• **Work to complete**: Rescale the material below by repeating every line, requests included, with each bounding box coordinate in the answers multiplied by 0.2 and rounded to a whole number, halves rounding up.

• **Rows of box annotation data**:
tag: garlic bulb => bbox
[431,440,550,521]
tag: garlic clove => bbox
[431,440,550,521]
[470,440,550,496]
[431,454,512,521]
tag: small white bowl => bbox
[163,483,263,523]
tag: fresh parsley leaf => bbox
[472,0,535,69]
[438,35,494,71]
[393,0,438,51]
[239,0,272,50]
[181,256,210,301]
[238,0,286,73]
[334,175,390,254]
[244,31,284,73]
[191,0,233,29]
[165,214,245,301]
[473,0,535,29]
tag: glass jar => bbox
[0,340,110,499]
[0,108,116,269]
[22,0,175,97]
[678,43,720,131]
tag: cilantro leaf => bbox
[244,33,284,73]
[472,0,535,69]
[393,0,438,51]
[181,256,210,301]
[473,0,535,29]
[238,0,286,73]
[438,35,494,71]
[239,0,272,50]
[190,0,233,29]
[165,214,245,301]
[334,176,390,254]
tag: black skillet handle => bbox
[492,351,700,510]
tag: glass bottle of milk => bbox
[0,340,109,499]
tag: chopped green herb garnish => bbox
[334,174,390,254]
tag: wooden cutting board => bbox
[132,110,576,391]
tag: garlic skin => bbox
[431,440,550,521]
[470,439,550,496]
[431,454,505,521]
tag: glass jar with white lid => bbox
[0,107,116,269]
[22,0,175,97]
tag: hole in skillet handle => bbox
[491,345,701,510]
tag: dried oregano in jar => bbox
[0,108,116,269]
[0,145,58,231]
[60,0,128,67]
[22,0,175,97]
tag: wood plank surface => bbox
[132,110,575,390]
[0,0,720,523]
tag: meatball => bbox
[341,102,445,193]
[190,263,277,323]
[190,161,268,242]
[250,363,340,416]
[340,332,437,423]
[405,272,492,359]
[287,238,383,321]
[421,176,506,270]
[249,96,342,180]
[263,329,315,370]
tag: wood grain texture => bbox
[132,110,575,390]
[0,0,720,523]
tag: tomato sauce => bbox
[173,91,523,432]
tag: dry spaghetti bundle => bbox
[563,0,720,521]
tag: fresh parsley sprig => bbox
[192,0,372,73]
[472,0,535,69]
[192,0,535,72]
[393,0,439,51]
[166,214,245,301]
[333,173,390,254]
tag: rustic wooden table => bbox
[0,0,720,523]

• **Final answer**:
tag: garlic bulb => bbox
[86,88,110,104]
tag: garlic clove => bbox
[86,88,110,104]
[94,88,110,99]
[86,91,102,104]
tag: small white bowl => bbox
[33,97,53,105]
tag: fresh parsley leaf => bbox
[94,0,107,14]
[88,7,99,14]
[79,0,88,10]
[48,0,54,10]
[36,51,42,60]
[48,0,57,15]
[67,35,78,51]
[49,6,57,15]
[38,0,47,6]
[33,43,49,60]
[95,0,107,6]
tag: glass jar => bbox
[0,68,22,100]
[0,22,23,54]
[4,0,35,19]
[136,9,144,26]
tag: cilantro leaf => bbox
[49,7,57,15]
[94,0,107,14]
[79,0,88,10]
[36,51,42,60]
[95,0,107,6]
[48,0,57,15]
[88,7,99,14]
[48,0,54,10]
[38,0,47,6]
[33,43,49,60]
[67,35,78,51]
tag: black skillet handle => bbox
[98,70,140,102]
tag: glass bottle of milk => bbox
[0,68,22,100]
tag: chopped green herb garnish => bbox
[67,35,78,51]
tag: wooden cutting board => bbox
[26,22,115,78]
tag: garlic skin => bbox
[86,88,110,104]
[94,88,110,99]
[86,91,101,104]
tag: glass jar with white lid => bbox
[0,21,23,54]
[4,0,35,19]
tag: hole in skillet handle => bbox
[98,69,140,102]
tag: dried oregano in jar => bbox
[0,22,23,54]
[0,29,12,46]
[12,0,26,13]
[4,0,35,19]
tag: wood plank surface => bbox
[26,22,115,78]
[0,0,144,105]
tag: meatball => bbox
[68,20,89,39]
[38,53,55,65]
[38,32,54,48]
[50,73,68,83]
[68,66,87,85]
[81,54,98,72]
[57,48,77,64]
[84,35,101,54]
[50,19,68,36]
[53,66,63,74]
tag: wood grain texture => bbox
[26,22,115,78]
[0,0,144,105]
tag: tomato sauce => bbox
[35,18,105,86]
tag: dry spaghetti bundle => bbox
[113,0,144,104]
tag: fresh parsley sprig => bbox
[38,0,74,15]
[94,0,107,14]
[38,0,107,14]
[79,0,88,10]
[33,43,49,60]
[67,35,78,51]
tag: rustic wooden table => bbox
[0,0,144,105]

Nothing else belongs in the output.